Copy all the material below, exactly as it stands.

+ + + +

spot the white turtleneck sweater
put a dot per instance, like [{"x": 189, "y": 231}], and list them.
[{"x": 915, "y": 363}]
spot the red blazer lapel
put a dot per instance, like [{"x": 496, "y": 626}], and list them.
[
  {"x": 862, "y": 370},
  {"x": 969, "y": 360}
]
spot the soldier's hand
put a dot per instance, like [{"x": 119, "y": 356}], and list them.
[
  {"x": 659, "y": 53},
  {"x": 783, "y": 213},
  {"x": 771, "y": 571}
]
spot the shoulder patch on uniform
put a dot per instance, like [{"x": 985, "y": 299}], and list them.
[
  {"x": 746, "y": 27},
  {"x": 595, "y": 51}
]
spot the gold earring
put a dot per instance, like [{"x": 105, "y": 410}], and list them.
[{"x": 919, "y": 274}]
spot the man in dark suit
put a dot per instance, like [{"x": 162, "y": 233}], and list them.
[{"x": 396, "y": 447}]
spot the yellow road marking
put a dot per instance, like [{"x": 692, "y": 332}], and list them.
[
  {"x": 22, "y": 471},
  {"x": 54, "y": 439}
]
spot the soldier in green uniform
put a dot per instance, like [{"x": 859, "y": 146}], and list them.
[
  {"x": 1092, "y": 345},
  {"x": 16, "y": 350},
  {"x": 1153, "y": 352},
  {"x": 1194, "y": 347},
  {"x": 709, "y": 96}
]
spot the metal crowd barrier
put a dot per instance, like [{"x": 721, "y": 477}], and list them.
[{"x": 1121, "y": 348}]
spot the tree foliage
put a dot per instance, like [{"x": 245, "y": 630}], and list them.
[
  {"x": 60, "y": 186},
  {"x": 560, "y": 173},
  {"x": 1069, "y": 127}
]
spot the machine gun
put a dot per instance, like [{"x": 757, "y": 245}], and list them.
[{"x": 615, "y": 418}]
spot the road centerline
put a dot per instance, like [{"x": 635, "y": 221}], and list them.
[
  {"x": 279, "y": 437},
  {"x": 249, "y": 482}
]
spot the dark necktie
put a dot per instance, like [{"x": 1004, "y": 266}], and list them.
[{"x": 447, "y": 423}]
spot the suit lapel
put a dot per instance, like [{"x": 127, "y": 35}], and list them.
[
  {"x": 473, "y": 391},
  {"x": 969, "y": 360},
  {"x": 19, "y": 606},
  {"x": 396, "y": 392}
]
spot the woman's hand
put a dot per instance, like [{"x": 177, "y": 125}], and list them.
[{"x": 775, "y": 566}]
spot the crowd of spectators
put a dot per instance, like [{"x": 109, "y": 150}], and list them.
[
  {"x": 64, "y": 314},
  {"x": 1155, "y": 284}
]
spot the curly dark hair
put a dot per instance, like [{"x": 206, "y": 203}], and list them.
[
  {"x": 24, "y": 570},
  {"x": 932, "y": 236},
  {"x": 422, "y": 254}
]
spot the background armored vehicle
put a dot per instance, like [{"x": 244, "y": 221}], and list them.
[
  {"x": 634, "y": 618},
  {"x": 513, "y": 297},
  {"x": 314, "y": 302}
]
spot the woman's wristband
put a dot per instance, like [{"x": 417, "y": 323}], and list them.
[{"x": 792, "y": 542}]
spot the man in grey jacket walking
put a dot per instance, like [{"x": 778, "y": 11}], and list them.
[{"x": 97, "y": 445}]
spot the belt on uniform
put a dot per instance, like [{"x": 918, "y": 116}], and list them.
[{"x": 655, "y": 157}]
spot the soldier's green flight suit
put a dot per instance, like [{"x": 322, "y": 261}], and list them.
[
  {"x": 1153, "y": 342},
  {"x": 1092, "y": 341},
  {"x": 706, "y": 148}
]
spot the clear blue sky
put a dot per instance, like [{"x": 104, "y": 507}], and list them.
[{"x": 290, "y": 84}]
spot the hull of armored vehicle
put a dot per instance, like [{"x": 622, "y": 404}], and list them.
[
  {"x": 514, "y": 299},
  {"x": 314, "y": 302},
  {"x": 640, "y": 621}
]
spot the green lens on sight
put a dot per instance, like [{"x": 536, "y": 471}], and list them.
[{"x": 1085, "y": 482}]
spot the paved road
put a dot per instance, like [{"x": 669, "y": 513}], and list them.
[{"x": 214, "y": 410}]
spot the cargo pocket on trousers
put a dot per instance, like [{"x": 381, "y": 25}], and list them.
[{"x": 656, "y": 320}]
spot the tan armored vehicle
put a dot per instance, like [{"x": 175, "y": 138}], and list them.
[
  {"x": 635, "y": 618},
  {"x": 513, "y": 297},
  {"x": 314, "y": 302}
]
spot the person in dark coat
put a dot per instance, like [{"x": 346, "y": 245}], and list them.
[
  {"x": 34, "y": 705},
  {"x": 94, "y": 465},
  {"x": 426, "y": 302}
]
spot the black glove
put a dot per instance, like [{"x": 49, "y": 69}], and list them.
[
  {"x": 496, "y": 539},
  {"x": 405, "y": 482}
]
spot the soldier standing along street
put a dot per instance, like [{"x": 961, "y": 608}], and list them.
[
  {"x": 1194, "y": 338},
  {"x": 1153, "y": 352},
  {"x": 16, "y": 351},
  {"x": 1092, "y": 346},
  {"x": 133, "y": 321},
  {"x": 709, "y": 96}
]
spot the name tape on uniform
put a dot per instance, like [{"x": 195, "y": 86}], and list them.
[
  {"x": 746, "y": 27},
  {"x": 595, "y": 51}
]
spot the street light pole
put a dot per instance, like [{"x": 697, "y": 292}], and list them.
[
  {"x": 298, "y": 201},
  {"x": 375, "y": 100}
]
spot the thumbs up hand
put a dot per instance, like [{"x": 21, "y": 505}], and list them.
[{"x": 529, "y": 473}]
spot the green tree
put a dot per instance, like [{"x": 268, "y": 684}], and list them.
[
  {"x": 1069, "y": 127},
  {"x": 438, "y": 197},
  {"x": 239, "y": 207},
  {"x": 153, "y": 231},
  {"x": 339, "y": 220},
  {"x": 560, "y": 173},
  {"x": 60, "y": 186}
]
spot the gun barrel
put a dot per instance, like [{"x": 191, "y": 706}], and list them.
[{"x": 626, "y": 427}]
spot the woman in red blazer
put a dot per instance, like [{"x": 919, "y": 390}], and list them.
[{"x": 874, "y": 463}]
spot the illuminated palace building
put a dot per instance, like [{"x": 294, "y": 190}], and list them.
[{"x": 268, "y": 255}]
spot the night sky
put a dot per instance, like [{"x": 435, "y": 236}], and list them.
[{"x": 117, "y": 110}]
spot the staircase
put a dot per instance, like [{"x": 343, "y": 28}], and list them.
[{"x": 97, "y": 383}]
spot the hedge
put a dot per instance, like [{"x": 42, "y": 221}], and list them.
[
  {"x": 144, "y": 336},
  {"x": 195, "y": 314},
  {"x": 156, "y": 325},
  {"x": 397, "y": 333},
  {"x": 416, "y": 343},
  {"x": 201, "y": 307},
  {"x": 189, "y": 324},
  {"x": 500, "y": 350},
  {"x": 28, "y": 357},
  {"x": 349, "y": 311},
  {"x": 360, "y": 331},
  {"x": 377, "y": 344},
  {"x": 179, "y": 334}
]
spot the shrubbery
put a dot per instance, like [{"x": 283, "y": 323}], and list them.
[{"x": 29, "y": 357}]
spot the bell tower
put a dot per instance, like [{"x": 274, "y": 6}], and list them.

+ + + +

#### THE RESPONSE:
spot the white turtleneck sweater
put a dot per instance, like [{"x": 189, "y": 231}], and list them.
[{"x": 915, "y": 363}]
spot the red blazer lapel
put a dot per instance, like [{"x": 496, "y": 626}], and list them.
[
  {"x": 862, "y": 370},
  {"x": 969, "y": 360}
]
spot the soldier's hand
put a dot per instance, like [{"x": 119, "y": 356}], and list them.
[
  {"x": 659, "y": 53},
  {"x": 783, "y": 213},
  {"x": 771, "y": 571}
]
spot the shoulder patch on uniform
put a dot per instance, like [{"x": 985, "y": 299}], and list them.
[
  {"x": 746, "y": 27},
  {"x": 595, "y": 51}
]
spot the gold earring
put a dot per instance, like [{"x": 105, "y": 410}], and list them.
[{"x": 919, "y": 274}]
spot the man in dark suit
put a dot per instance, like [{"x": 162, "y": 233}], and list them.
[{"x": 396, "y": 447}]
spot the yellow road marking
put a dot per instance, like [{"x": 692, "y": 332}], and list them.
[
  {"x": 22, "y": 471},
  {"x": 54, "y": 439}
]
spot the soldier in green uniform
put a dot per instance, like [{"x": 859, "y": 146}], and list them.
[
  {"x": 1092, "y": 345},
  {"x": 16, "y": 350},
  {"x": 1153, "y": 352},
  {"x": 1194, "y": 347},
  {"x": 709, "y": 96}
]
spot the metal crowd barrier
put a dot per instance, like [{"x": 721, "y": 477}], and list them.
[{"x": 1121, "y": 348}]
spot the tree foliage
put a dot per instance, like [{"x": 245, "y": 630}], and list them.
[
  {"x": 60, "y": 186},
  {"x": 560, "y": 173},
  {"x": 1069, "y": 127}
]
spot the machine gun
put a dot per instance, like [{"x": 757, "y": 245}], and list them.
[{"x": 615, "y": 418}]
spot the road centerline
put a dot per instance, like [{"x": 635, "y": 221}], and list them.
[
  {"x": 279, "y": 437},
  {"x": 249, "y": 482}
]
spot the dark necktie
put a dot per instance, like [{"x": 1004, "y": 266}], and list them.
[{"x": 447, "y": 423}]
spot the suit lapel
put a dot per instance, like [{"x": 127, "y": 35}], and list them.
[
  {"x": 473, "y": 391},
  {"x": 969, "y": 360},
  {"x": 19, "y": 606},
  {"x": 396, "y": 392}
]
spot the woman's hand
put a dot per instance, like [{"x": 177, "y": 125}], and list them.
[{"x": 775, "y": 566}]
spot the crowd of spectators
put a dot per instance, like [{"x": 109, "y": 150}], and list them.
[
  {"x": 64, "y": 314},
  {"x": 1155, "y": 284}
]
spot the curly dark hair
put a dot per instance, like [{"x": 206, "y": 203}], and list them.
[
  {"x": 24, "y": 570},
  {"x": 932, "y": 236},
  {"x": 422, "y": 254}
]
spot the background armored vehicle
put a dot per instance, like [{"x": 244, "y": 221}], and list them.
[
  {"x": 634, "y": 618},
  {"x": 513, "y": 297},
  {"x": 314, "y": 302}
]
spot the woman's wristband
put a dot per instance, like [{"x": 417, "y": 323}], and list them.
[{"x": 792, "y": 542}]
spot the man in grey jacket walking
put a dot per instance, like [{"x": 778, "y": 11}], and list them.
[{"x": 97, "y": 445}]
spot the belt on uniform
put a dot per instance, like [{"x": 918, "y": 116}], and list them.
[{"x": 655, "y": 157}]
spot the soldier's green flight suit
put a dot per instance, like [{"x": 322, "y": 261}], and list them.
[
  {"x": 1153, "y": 342},
  {"x": 1092, "y": 341},
  {"x": 706, "y": 148}
]
spot the clear blue sky
put a dot per instance, like [{"x": 104, "y": 507}], and list them.
[{"x": 290, "y": 84}]
spot the hull of armored vehicle
put a dot per instance, like [{"x": 622, "y": 404}], and list them.
[
  {"x": 514, "y": 299},
  {"x": 314, "y": 302},
  {"x": 640, "y": 621}
]
spot the green lens on sight
put a dot per instance, like [{"x": 536, "y": 471}], and list them.
[{"x": 1085, "y": 482}]
spot the paved road
put a dot per instance, like [{"x": 669, "y": 513}], and list them.
[{"x": 214, "y": 410}]
spot the cargo pocket on trousers
put a dot per instance, like [{"x": 381, "y": 25}], and list them.
[{"x": 656, "y": 320}]
spot the tan armored vehicle
put a dot per instance, like [{"x": 175, "y": 138}], and list them.
[
  {"x": 635, "y": 618},
  {"x": 513, "y": 297},
  {"x": 314, "y": 302}
]
spot the person in dark coat
put a dot per instance, like [{"x": 346, "y": 245}], and list them.
[
  {"x": 34, "y": 705},
  {"x": 94, "y": 465},
  {"x": 426, "y": 302}
]
spot the black glove
put a dot per instance, like [{"x": 49, "y": 69}], and list them.
[
  {"x": 496, "y": 539},
  {"x": 405, "y": 482}
]
spot the soldier standing along street
put a dot per instance, like [{"x": 961, "y": 608}], and list them.
[
  {"x": 1194, "y": 338},
  {"x": 1153, "y": 352},
  {"x": 16, "y": 351},
  {"x": 1092, "y": 346},
  {"x": 133, "y": 321},
  {"x": 709, "y": 96}
]
spot the name tape on uniform
put a dot per instance, like [{"x": 195, "y": 86}], and list them.
[
  {"x": 746, "y": 27},
  {"x": 595, "y": 51}
]
spot the street light pole
put a dot per instance, like [{"x": 697, "y": 292}], and list them.
[
  {"x": 298, "y": 201},
  {"x": 375, "y": 100}
]
spot the thumbs up hand
put a dot per instance, like [{"x": 21, "y": 505}], and list them.
[{"x": 529, "y": 473}]
spot the green tree
put a dot per instance, like [{"x": 268, "y": 684}], and list them.
[
  {"x": 1069, "y": 127},
  {"x": 438, "y": 197},
  {"x": 239, "y": 207},
  {"x": 153, "y": 231},
  {"x": 339, "y": 220},
  {"x": 560, "y": 173},
  {"x": 60, "y": 186}
]
spot the gun barrel
put a dot per instance, like [{"x": 191, "y": 706}], and list them.
[{"x": 626, "y": 427}]
spot the woman in red blazer
put a dot per instance, like [{"x": 919, "y": 390}], and list them.
[{"x": 874, "y": 463}]
spot the illuminated palace building
put a dot per instance, like [{"x": 294, "y": 190}], and list them.
[{"x": 268, "y": 255}]
spot the night sky
put a dot per instance, like [{"x": 435, "y": 236}], and list them.
[{"x": 117, "y": 110}]
spot the staircase
put a dot per instance, like [{"x": 343, "y": 28}], and list them.
[{"x": 97, "y": 383}]
spot the hedge
put a dot per instance, like [{"x": 42, "y": 221}], and list them.
[
  {"x": 144, "y": 336},
  {"x": 195, "y": 314},
  {"x": 156, "y": 325},
  {"x": 397, "y": 333},
  {"x": 416, "y": 343},
  {"x": 201, "y": 307},
  {"x": 189, "y": 324},
  {"x": 500, "y": 350},
  {"x": 28, "y": 357},
  {"x": 349, "y": 311},
  {"x": 360, "y": 331},
  {"x": 377, "y": 344},
  {"x": 179, "y": 334}
]
spot the shrubbery
put a dot per instance, like [{"x": 283, "y": 323}], and list them.
[{"x": 29, "y": 357}]
spot the bell tower
put a dot per instance, like [{"x": 274, "y": 6}], and list them.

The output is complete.